Task to carry out:
Extend the passage on U.S. policy toward North Korea, picking up right after its final sentence.

Given text:
★ ★ ★ ★ ★

While developments with respect to Russia, China, and South Korea, and Kim’s perseverance and angling skill are important, Washington’s decisions are ultimately what count. Moreover, as previously mentioned, the U.S. “North Korea crisis” is primarily a domestic political issue. It has little military importance in itself (since the North Korea threat is bogus), but it does have serious implications for U.S. global hegemony and its forward strategy against China and Russia.
The American Octopus: Surface Convulsions, Internal Machinations
The octopoid nature of the U.S. state has manifested in various ways. To begin with, there have been continued rogue actions by state organs. In particular, a New York Federal District Court allowed the sale of the North Korean ship Wise Honest, which had been seized by the United States in May on the grounds that it had infringed Security Council sanctions. The U.S. court decreed that it could be sold and the proceeds given to the U.S. Warmbier family.75 Otto Warmbier was a student given an inordinately long sentence for a petty but symbolic crime in North Korea, in a mechanism somewhat similar to the U.S. plea bargaining system.76 He died, probably as the result of a botched suicide attempt, after being repatriated to the United States.77 The unfortunate Warmbier became a cause célèbre much seized upon, not least by Trump. The actions of different parts of the U.S. state in the Wise Honest affair were clearly in violation of international law, but politically were somewhat different. The seizure might be seen as part of a deep state maneuver to derail U.S.-North Korea negotiations, while the District Court decision was probably more an expression of arrogant, exceptionalist extraterritoriality. The octopus has many tentacles.

★ ★ ★ ★ ★

Information shown:
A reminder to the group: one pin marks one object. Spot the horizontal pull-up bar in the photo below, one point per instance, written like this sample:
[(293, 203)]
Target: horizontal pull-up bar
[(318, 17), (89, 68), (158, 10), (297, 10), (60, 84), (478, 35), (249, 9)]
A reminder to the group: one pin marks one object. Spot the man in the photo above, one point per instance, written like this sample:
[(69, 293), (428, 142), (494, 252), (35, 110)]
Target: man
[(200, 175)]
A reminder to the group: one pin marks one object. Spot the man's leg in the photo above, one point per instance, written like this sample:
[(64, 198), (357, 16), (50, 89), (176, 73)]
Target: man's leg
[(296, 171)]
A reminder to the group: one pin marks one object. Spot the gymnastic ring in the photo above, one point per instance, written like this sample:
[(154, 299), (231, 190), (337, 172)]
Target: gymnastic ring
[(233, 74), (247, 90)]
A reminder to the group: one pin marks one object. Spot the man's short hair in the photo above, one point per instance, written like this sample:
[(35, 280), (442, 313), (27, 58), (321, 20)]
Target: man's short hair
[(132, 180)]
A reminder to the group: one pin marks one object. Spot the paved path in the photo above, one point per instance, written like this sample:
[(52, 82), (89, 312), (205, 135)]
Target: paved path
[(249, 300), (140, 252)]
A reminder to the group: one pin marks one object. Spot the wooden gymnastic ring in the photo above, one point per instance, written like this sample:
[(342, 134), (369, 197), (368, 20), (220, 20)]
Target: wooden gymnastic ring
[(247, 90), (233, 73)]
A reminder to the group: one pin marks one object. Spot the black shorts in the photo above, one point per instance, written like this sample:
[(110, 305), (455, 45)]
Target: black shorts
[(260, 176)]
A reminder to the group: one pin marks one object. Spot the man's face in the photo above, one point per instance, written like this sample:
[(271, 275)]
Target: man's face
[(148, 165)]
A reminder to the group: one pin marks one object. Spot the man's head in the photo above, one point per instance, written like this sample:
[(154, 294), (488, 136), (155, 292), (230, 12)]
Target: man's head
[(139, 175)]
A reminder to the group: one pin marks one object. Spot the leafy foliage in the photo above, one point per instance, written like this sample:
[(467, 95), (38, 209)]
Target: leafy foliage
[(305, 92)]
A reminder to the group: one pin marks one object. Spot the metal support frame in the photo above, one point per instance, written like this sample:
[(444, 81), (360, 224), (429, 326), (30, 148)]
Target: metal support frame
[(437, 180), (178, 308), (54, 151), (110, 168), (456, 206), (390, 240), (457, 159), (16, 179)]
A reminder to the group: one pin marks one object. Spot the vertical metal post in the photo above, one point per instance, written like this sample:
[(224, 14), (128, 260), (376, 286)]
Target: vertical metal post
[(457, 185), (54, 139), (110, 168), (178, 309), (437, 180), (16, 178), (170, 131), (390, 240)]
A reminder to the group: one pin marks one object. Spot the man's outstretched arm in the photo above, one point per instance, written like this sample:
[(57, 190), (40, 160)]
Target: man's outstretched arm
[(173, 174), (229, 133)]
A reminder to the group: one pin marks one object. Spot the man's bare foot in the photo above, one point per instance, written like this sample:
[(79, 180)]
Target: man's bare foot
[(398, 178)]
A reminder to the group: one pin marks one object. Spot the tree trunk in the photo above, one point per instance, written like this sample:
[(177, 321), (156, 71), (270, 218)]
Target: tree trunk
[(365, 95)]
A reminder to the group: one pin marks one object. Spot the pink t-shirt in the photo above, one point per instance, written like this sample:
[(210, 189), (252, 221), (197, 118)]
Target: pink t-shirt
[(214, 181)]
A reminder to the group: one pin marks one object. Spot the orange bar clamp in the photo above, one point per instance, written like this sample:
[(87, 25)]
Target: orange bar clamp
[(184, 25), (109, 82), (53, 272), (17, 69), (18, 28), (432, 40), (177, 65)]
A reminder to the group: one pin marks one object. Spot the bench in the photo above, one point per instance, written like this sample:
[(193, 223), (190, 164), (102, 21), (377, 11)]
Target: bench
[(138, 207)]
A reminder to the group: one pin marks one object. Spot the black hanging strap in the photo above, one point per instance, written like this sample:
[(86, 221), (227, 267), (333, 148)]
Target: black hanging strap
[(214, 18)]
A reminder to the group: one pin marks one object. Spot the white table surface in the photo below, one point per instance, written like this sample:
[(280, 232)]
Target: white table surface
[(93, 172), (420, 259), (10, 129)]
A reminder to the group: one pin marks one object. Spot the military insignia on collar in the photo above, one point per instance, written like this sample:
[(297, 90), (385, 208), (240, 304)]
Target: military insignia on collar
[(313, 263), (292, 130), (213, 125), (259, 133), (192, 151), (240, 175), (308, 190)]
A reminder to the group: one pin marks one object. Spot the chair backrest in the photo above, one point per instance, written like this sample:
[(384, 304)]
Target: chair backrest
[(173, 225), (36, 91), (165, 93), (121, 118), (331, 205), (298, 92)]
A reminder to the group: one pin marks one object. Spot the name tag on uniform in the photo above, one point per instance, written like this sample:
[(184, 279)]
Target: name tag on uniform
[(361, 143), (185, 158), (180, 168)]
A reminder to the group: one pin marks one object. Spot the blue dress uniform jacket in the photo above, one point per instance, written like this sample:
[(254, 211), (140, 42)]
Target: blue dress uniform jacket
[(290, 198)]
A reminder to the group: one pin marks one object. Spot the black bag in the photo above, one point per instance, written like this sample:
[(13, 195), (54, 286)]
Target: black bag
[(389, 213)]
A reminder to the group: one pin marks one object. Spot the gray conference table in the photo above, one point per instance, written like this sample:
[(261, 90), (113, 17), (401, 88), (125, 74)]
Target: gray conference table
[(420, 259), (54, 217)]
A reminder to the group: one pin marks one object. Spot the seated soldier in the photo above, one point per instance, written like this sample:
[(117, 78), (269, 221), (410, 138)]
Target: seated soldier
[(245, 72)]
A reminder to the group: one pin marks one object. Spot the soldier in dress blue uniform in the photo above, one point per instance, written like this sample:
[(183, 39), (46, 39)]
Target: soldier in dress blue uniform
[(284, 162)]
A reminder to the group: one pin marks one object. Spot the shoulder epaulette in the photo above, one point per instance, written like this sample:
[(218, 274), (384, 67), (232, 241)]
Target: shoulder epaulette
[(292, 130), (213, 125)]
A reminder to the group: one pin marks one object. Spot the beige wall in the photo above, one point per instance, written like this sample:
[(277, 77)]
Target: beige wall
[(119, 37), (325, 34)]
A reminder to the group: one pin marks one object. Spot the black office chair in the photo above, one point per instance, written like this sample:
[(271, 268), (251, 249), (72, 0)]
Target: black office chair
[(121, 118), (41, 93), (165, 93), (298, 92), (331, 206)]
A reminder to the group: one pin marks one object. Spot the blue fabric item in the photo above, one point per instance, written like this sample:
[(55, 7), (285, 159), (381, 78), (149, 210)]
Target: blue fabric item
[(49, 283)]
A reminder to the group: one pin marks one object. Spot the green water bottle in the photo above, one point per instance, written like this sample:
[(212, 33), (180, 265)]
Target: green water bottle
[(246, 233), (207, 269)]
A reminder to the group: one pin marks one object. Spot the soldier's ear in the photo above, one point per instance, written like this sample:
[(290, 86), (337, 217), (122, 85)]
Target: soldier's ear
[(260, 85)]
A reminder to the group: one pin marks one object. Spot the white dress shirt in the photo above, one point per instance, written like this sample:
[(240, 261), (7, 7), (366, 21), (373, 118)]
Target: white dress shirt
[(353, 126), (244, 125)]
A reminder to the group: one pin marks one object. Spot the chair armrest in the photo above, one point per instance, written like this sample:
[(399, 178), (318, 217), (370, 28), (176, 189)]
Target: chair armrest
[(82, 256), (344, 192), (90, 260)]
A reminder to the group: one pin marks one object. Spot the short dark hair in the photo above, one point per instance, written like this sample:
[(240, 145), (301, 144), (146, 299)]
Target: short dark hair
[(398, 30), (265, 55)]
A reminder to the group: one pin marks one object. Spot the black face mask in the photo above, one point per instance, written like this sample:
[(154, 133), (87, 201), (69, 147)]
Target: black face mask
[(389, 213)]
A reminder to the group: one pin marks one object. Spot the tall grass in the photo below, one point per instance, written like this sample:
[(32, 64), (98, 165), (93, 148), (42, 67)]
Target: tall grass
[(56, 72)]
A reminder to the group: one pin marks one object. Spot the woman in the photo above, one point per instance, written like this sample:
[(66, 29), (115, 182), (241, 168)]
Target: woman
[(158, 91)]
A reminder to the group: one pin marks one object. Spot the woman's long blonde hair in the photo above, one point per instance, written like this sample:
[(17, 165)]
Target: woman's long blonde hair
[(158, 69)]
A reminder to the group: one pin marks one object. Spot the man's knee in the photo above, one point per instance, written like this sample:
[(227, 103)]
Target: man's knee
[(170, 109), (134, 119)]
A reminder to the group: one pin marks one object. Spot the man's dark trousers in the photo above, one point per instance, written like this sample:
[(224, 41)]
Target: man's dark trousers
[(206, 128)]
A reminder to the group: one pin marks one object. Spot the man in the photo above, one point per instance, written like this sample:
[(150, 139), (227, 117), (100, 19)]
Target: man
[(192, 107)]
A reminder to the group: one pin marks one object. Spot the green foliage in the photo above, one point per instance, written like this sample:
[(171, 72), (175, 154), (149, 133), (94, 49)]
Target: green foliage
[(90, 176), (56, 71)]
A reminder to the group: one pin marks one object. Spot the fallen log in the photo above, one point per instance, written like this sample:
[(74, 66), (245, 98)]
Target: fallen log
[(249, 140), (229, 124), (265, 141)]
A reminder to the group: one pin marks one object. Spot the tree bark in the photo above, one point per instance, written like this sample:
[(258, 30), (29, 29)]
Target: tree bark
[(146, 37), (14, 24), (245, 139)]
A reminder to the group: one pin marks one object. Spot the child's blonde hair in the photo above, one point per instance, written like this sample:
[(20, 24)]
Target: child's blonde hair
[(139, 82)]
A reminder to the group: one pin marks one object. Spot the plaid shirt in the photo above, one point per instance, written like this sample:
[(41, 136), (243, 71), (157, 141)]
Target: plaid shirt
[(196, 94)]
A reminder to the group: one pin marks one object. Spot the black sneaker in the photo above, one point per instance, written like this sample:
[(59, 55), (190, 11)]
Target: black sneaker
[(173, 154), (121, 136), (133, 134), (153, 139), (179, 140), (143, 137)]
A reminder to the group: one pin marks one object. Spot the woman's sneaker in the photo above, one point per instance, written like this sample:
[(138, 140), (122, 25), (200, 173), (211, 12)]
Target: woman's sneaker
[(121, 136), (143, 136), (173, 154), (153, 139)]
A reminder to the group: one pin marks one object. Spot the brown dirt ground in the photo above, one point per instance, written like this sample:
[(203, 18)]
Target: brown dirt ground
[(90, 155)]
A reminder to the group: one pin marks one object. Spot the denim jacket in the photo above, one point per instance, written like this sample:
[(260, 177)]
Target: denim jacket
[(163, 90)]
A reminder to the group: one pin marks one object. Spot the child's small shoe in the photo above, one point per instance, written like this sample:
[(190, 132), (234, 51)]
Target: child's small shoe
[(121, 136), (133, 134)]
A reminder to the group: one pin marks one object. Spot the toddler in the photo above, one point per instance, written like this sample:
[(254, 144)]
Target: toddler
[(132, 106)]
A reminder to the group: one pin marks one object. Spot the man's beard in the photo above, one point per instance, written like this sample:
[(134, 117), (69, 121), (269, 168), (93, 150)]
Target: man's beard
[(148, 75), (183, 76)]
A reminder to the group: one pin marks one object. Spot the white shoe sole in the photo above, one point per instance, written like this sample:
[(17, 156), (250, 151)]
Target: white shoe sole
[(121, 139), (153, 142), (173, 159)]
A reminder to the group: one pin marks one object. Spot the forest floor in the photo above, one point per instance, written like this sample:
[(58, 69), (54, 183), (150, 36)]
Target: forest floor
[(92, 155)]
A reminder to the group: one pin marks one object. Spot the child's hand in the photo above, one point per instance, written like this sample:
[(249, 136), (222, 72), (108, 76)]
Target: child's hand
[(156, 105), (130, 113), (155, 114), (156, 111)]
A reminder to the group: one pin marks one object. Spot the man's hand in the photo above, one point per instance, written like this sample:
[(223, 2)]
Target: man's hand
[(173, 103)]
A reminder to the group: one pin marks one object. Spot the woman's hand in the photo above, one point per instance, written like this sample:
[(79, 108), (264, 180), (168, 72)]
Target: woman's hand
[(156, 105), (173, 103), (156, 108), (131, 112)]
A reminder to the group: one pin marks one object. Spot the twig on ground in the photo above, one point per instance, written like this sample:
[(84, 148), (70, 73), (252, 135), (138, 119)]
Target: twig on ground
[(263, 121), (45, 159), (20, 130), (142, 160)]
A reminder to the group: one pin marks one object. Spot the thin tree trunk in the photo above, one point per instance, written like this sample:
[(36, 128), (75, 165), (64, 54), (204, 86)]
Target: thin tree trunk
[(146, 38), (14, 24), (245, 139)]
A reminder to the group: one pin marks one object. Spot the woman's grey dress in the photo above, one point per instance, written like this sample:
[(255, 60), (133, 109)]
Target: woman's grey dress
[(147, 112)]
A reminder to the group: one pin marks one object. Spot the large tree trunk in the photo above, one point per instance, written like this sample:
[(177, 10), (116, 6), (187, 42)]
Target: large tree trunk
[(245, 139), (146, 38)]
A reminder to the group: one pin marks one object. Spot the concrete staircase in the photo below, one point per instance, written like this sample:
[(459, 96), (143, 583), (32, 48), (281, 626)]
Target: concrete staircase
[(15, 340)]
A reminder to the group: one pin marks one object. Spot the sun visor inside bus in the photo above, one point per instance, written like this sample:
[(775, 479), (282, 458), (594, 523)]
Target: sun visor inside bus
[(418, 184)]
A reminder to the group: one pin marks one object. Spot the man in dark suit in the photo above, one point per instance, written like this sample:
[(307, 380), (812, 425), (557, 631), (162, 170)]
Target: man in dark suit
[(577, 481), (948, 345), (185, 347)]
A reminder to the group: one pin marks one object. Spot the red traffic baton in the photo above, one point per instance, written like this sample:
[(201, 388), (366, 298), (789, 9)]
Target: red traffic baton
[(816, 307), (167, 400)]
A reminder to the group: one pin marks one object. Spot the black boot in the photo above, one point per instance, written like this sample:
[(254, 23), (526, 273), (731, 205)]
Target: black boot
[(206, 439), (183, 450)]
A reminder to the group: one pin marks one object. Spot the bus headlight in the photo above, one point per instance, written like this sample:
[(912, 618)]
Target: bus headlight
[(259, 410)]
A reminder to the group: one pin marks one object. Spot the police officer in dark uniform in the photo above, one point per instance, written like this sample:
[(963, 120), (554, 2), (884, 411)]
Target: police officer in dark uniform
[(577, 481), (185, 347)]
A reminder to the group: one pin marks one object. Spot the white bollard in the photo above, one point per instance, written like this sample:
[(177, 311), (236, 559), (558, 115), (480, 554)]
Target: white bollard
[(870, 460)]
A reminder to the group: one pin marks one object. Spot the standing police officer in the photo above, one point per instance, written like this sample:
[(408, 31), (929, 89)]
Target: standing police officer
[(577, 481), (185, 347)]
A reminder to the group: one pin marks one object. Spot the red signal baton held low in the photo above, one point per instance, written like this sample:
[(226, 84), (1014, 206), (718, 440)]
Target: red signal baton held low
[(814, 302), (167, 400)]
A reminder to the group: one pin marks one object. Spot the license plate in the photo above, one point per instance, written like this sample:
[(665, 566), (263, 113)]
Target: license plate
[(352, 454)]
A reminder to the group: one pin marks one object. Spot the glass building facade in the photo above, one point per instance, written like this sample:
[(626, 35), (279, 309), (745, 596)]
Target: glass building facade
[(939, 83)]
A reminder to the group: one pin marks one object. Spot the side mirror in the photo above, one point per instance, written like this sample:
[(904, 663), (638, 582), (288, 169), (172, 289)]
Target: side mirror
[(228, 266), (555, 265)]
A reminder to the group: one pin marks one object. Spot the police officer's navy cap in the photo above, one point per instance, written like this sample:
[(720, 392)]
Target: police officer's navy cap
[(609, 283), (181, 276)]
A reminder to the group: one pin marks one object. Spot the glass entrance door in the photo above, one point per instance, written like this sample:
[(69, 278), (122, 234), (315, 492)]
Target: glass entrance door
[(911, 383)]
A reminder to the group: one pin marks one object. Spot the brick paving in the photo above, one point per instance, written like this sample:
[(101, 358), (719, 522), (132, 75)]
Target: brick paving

★ ★ ★ ★ ★

Answer for this exercise:
The thing that naturally captured the most attention was Trump’s invitation to Kim to meet at Panmunjom—a stratagem very much in the Trump style. He outmaneuvered his minders (Bolton was sent to Mongolia for the day) and asserted his presidential authority, securing much media coverage in the process.78 He became the first sitting U.S. president to stand in North Korea, a joke which no journalist should resist.79 The pundits shook their heads and the Democratic Party presidential candidates were apoplectic.80
On the face of it, Trump had broken the logjam and broken through the stalemate. There is some truth to this, including that the renewed contact with Kim (not quite a formal summit) opened up possibilities that Bolton’s derailing of the Hanoi summit had seemed to close off. But perhaps more important than this glittering, newsworthy, and theatrical spectacle, is a New York Times article entitled “In New Talks, U.S. May Settle for a Nuclear Freeze by North Korea,” which appeared on the same day, June 30. In it, authors Michael Crowley and David Sanger claimed that in the weeks leading up to the demilitarized zone meeting,
a real idea has been taking shape inside the Trump administration that officials hope might create a foundation for a new round of negotiations. The concept would amount to a nuclear freeze, one that essentially enshrines the status quo, and tacitly accepts the North as a nuclear power, something administration officials have often said they would never stand for.… While the approach could stop that arsenal from growing, it would not, at least in the near future, dismantle any existing weapons, variously estimated at 20 to 60. Nor would it limit the North’s missile capability.81
The article was important not merely because of what it said, but also because of who wrote it and for whom.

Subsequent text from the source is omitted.